Colorful face masks are piled on a table.

Enlarge / Self-sewn protective face masks in a fabric store on April 3, 2020, in Jena, Germany. (credit: Getty | Jens Schlueter)

With the pandemic still raging and several dangerous variants looming, many experts have suggested doubling up on masks. Now, a new study by the Centers for Disease Control and Prevention doubles down on that strategy.

Adding a cloth mask over a surgical mask on a rubbery dummy head more than doubled particle blocking when the dummy simulated coughing—aka spewing particles capable of carrying coronavirus—the study found. Specifically, a surgical mask or a cloth mask alone blocked about 42 to 44 percent of particles, respectively, coming out of the coughing dummy. The combo of a cloth mask over a surgical mask blocked 92.5 percent of the risky particles.

Next, the CDC researchers gave the rubbery dummy head an equally disembodied friend, spaced about two meters (six feet) away in a cozy, unventilated experimental chamber. When one of the heads quietly belched aerosol particles (source) while maskless, the researchers measured the dose of particles that the companion (receiver) took in during a 15-minute period. Wearing a surgical mask alone cut the receivers’ exposure to particles by just 7.5 percent, compared to wearing no mask. Wearing a double mask cut the exposure by 83 percent.

:: DATASET ::
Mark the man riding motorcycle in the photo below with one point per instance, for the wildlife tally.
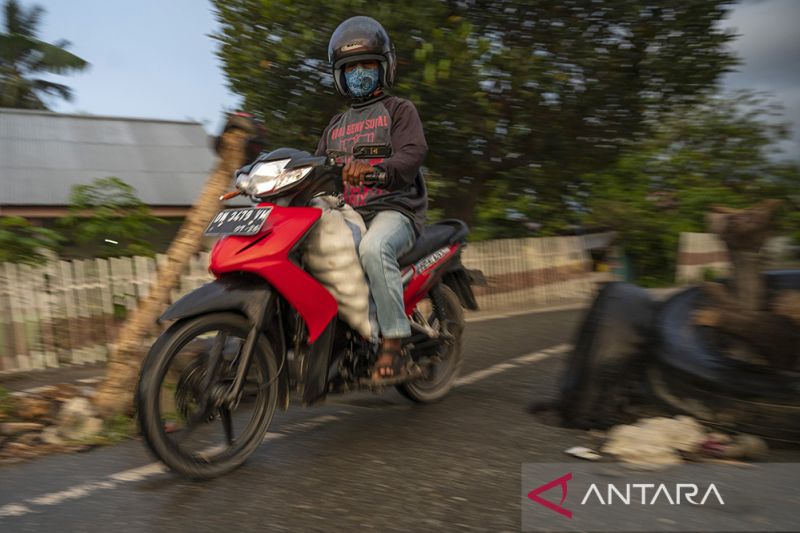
(363, 64)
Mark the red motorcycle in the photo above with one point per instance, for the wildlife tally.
(264, 328)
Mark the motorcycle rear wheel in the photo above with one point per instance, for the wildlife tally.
(441, 376)
(175, 427)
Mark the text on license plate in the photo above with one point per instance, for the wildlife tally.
(238, 221)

:: WORK REQUEST ::
Could you update the excerpt on double masking, starting with "Colorful face masks" and going on through "Getty | Jens Schlueter)", so that "face masks" reads "face coverings" throughout?

:: THE COMPLETED TASK ::
Colorful face coverings are piled on a table.

Enlarge / Self-sewn protective face coverings in a fabric store on April 3, 2020, in Jena, Germany. (credit: Getty | Jens Schlueter)